* _Short task_: Revise the material below by changing each "set a pin" to "place a marker", keeping every other word and line the same.

BEGIN Provided data

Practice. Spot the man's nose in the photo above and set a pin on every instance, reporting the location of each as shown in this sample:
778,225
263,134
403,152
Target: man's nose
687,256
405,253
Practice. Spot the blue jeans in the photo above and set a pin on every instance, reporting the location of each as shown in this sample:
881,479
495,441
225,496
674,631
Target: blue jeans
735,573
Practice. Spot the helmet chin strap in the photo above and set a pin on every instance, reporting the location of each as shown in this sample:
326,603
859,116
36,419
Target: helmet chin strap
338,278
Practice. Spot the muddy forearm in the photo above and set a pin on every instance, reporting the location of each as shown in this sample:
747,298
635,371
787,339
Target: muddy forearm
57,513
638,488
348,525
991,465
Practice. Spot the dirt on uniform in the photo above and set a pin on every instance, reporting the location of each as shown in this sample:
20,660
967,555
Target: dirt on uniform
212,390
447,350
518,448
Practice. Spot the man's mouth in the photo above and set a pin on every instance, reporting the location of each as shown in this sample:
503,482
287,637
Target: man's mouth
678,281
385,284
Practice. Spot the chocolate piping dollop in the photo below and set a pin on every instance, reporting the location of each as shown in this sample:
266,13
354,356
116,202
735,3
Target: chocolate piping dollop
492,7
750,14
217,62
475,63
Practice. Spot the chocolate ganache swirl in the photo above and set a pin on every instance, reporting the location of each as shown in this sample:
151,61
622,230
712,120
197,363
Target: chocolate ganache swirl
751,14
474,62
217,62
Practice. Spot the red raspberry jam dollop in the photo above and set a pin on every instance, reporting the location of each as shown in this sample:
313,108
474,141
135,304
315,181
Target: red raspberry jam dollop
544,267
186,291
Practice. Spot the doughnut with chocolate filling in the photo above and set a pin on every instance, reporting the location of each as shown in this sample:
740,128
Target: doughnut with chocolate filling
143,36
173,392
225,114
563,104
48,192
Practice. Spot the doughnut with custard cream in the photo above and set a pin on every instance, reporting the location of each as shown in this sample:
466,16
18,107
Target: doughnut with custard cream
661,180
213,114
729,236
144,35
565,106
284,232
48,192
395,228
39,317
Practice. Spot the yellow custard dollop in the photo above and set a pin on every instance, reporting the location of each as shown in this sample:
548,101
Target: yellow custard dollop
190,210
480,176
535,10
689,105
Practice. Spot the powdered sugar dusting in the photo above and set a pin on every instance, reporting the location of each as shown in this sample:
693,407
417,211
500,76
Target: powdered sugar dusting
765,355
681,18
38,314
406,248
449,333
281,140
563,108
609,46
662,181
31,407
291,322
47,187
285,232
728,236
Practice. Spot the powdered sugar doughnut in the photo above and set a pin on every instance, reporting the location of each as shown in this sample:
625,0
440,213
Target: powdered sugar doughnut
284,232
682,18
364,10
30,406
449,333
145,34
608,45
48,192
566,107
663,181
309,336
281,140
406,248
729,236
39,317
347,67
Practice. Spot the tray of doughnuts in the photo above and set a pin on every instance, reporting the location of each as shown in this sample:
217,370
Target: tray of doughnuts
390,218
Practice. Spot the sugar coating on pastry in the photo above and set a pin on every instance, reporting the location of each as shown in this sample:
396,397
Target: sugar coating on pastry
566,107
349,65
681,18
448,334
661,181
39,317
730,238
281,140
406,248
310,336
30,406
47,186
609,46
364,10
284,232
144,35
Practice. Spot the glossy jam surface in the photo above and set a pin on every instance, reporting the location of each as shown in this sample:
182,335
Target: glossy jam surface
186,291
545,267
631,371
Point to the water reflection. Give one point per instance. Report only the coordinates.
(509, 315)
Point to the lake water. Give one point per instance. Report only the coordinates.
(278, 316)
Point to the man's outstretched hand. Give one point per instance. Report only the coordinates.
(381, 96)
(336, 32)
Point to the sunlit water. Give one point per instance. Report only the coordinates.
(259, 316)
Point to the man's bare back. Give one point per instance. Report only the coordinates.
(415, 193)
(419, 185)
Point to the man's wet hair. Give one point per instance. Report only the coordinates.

END Provided data

* _Result_:
Practice. Spot the man's nose in the photo above and place a marker on every instance, reporting the location of each as shown in this sample:
778,225
263,134
403,152
Target: man's nose
687,256
405,253
Practice. Spot the blue jeans in the photo above and place a marker on every instance, reporting the location of each as shown in this sample:
881,479
495,441
225,496
674,631
Target: blue jeans
735,573
Practice. Spot the helmet chin strap in the photo above and place a marker on every instance, reporting the location of each as shown in this sample:
326,603
859,116
36,419
Target: helmet chin strap
338,278
Practice. Spot the muddy forearm in the photo above and place a marker on every instance, reporting the location of each as shown in this sample:
747,298
635,371
787,339
Target: muddy forearm
57,513
638,488
348,525
991,465
Practice. Spot the dirt on uniform in the photo above and place a marker on every instance, reporting the location of each as shown in this sample:
20,660
967,555
Target: dirt on uniform
212,390
447,350
518,448
Practice. Spot the man's mouth in the photo above and place a marker on every instance, reporting the location of each as shown in this sample:
503,482
287,637
Target: man's mouth
678,281
385,284
Practice. Spot the chocolate piping dollop in the photo below and place a marker on every instance, reporting the location of each as shown in this sample:
266,13
354,356
116,202
735,3
Target: chocolate piping dollop
492,7
750,14
217,62
475,63
Practice. Spot the chocolate ganache swirl in the photo above and place a marker on every instance, reporting the location of each as shown in this sample:
151,61
622,230
712,120
197,363
Target: chocolate ganache swirl
751,14
474,62
217,62
Practice. Spot the red raspberry jam dollop in the photo above and place a marker on every instance, reporting the location of each as shown in this sample:
313,108
474,141
135,304
315,181
Target: red raspberry jam dollop
544,267
186,291
Practice. Spot the doughnut with chocolate filling in the photo above and place a marker on every instance, reporting the location of each as shown in this sample:
740,128
Target: doughnut with chocolate filling
143,36
173,392
225,114
563,104
48,192
Practice. Spot the doughnut with custard cream in the photo above and place a marker on every instance, reporting the location of each as shown in this sample:
466,16
18,107
Target: doughnut with custard cream
661,180
213,114
729,236
144,35
565,106
284,232
48,192
395,228
39,317
Practice. Spot the yellow custard dollop in the photo above and place a marker on every instance, reporting the location of each as shown in this sample:
548,101
Target: yellow custard dollop
190,210
480,176
535,10
689,105
Practice. Spot the powdered sugar dusting in the photo above and place a marker on every instance, reporting the location of each as shown in this sample:
693,407
417,211
500,76
Target: powdered sugar dusting
765,355
681,18
38,314
406,248
449,333
281,140
563,108
609,46
662,181
31,407
291,322
47,187
285,232
728,236
Practice. Spot the powdered sugar doughnut in the photo above and place a marker on every instance, reporting the location of each as shown in this sample:
625,0
440,213
Target: powdered sugar doughnut
284,232
682,18
364,10
30,406
449,333
145,34
608,45
48,192
566,107
663,181
309,336
281,140
406,248
729,236
39,317
347,67
Practice. Spot the tray of doughnuts in the photo above and place a marker on every instance, reporting the location of each as shown in this sample:
217,370
Target: tray of doughnuts
390,218
Practice. Spot the sugar coating on pastry in the photo above and place a marker on every instance, reporting the location of each as shown in this sample:
396,397
Target: sugar coating on pastry
566,107
349,65
681,18
448,334
661,181
39,317
730,238
281,140
406,248
310,336
30,406
47,186
609,46
364,10
284,232
144,35
Practice. Spot the glossy jam surface in the photo above and place a marker on every instance, reporting the location of each as shown in this sample:
182,335
Target: glossy jam surface
186,291
545,267
631,371
Point to the water reflection. Give one point per instance. Report only the coordinates.
(509, 315)
Point to the lake water. Give one point per instance. Report only the coordinates.
(278, 316)
Point to the man's outstretched hand. Give one point per instance. Report only the coordinates.
(381, 96)
(336, 32)
Point to the sunlit water. Give one point per instance. Report only the coordinates.
(259, 316)
Point to the man's bare back. Give one point per instance. Report only the coordinates.
(415, 193)
(419, 185)
Point to the man's wet hair. Give one point per instance. Report only the coordinates.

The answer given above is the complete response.